**Задание A:** Отберите из записей все строки, содержащие слово «sweatshirt», и выпишите их.

**Исходный текст:**

>>>

Из приказов казаков отправляли в тюрьмы: «И нас, холопей твоих, взяли на Москве и привели в Казачей приказ к Ивану Михайловичу Пушкину, и ис Казачьева приказу вкинули, государь, нас в тюрьму». Иногда судьба пленных решалась на заседании боярской думы, так сына боярского С. Д. Милохова «из Казачьева… приказу послали в Верх к бояром, а с Верху послали в тюрьму». Некоторые казаки укрылись в лесах или в самой столице: К. Матвеев, например, несколько дней жил у своего брата, барышника, в Малых Лужниках, а затем ушел на юг, оставив у брата «мерина с седлом да самопал». Уцелевшие восставшие, по свидетельству «Нового летописца», хотели пробиться к «северским казаком». Из Разбойного приказа 23 июля с грамотами о «казатцком побеге» были посланы гонцы в Серпухов, Тулу, Коломну и Рязань. 24 и 25 июля грамоты из Разрядного приказа получили воеводы Боровска и Суздаля. В городах, расположенных вокруг столицы, воеводы должны были перекрывать все дороги, посылать против казаков «станицы» и «подъезды». Первые беглецы были схвачены 25 июля в Боровске на заставах, в тот же день воевода Т. Поливанов послал «в подъезд» сына боярского Р. Бокеева, а в Калугу с грамотой «про воров» — посадского человека по прозвищу Расшиби Шапка. В это время в Боровский уезд прибыла основная масса восставших казаков: Р. Бокеева они «изсекли до полусмерти, а Ивашка Розшеби Шапку ранили ж и, ограбя, замертва покинули». В Малоярославецком уезде казаки убили посланного туда «для расправного дела» сына боярского Зверя Исаева.

<<<

**Задание B:** Переведите на английский язык предложение из текста о казацком побеге: «24 и 25 июля грамоты из Разрядного приказа получили воеводы Боровска и Суздаля».

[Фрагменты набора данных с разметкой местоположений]
>>>

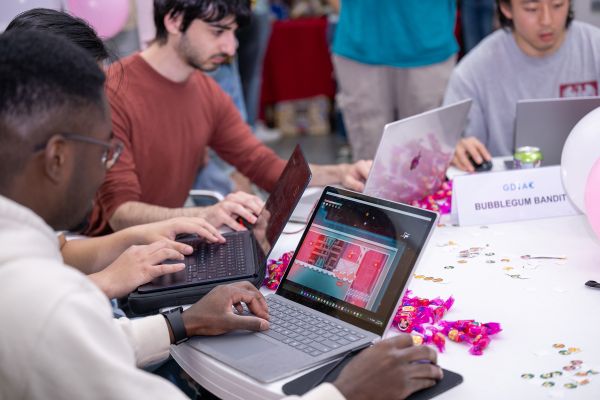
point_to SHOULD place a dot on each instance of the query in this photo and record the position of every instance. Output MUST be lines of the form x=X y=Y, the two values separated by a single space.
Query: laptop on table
x=414 y=153
x=546 y=124
x=341 y=291
x=243 y=253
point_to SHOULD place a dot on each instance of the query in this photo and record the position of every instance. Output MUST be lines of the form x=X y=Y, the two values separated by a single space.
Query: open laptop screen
x=356 y=257
x=281 y=203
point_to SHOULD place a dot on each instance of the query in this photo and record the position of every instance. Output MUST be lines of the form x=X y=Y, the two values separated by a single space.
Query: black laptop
x=241 y=256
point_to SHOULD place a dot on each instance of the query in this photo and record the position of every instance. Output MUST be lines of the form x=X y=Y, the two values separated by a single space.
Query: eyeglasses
x=112 y=149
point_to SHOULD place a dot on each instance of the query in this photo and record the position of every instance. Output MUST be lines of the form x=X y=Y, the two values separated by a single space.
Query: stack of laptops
x=412 y=157
x=242 y=257
x=341 y=291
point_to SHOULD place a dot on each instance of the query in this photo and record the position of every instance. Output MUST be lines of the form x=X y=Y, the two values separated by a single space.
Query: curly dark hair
x=61 y=23
x=206 y=10
x=507 y=23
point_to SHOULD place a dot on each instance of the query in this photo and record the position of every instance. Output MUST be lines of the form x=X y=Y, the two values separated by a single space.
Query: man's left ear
x=55 y=158
x=173 y=23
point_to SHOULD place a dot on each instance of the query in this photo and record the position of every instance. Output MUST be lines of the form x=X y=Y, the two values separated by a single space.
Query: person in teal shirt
x=392 y=59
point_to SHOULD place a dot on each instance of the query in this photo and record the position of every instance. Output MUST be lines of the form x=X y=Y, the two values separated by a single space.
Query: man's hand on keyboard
x=214 y=315
x=136 y=266
x=168 y=229
x=225 y=212
x=391 y=369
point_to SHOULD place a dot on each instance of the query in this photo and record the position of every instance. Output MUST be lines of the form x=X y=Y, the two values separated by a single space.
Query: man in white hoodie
x=58 y=336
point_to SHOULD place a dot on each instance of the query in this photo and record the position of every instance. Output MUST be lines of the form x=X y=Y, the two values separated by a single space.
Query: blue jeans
x=253 y=40
x=476 y=21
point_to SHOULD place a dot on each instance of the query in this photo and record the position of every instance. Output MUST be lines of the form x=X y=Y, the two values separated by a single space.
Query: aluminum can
x=527 y=157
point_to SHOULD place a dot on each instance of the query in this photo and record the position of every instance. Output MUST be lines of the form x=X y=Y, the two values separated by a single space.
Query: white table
x=552 y=306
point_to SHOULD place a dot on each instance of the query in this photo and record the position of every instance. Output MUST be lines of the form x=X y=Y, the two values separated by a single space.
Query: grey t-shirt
x=496 y=74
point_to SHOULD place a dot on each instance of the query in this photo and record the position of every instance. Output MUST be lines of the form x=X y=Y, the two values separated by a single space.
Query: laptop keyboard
x=305 y=331
x=216 y=261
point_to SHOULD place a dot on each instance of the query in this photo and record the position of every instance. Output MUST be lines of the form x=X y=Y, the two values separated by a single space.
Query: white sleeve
x=325 y=391
x=460 y=88
x=149 y=338
x=82 y=354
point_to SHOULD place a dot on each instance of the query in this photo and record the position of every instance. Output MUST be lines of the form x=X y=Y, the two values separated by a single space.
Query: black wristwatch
x=175 y=321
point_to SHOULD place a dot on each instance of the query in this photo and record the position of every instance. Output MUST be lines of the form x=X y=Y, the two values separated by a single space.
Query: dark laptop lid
x=546 y=123
x=281 y=203
x=356 y=257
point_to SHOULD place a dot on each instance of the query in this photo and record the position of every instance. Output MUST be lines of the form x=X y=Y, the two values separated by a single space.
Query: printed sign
x=520 y=194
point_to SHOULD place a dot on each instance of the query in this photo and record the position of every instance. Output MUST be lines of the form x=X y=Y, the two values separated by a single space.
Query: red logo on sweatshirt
x=579 y=89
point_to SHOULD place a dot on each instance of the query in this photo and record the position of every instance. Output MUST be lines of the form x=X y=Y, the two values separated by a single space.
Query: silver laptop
x=341 y=291
x=547 y=123
x=414 y=153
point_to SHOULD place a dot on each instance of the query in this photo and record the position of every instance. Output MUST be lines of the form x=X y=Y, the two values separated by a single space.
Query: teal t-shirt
x=398 y=33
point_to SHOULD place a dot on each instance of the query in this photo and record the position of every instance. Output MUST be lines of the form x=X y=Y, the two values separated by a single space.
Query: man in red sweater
x=167 y=112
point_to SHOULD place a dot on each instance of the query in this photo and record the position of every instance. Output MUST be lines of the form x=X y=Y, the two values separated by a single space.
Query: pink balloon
x=107 y=17
x=592 y=198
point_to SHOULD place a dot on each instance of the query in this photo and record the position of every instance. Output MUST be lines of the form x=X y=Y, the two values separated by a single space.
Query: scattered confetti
x=429 y=278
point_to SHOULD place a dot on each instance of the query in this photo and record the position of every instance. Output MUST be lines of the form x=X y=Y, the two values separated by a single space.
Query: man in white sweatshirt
x=58 y=337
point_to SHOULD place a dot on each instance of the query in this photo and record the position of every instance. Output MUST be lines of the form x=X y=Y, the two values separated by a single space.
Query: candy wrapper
x=276 y=269
x=423 y=318
x=440 y=201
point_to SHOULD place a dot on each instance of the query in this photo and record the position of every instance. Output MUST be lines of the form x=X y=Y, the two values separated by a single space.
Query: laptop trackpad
x=246 y=344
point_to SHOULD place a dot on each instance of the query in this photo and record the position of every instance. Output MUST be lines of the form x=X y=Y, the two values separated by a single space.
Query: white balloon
x=581 y=151
x=11 y=8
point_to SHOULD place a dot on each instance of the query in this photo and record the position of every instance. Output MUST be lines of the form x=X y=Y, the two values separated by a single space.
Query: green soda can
x=528 y=157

<<<

**Ответ A:**
Query: red logo on sweatshirt
Query: man in white sweatshirt

**Ответ B:** On July 24 and 25, the voivodes of Borovsk and Suzdal received charters from the Razryad Prikaz.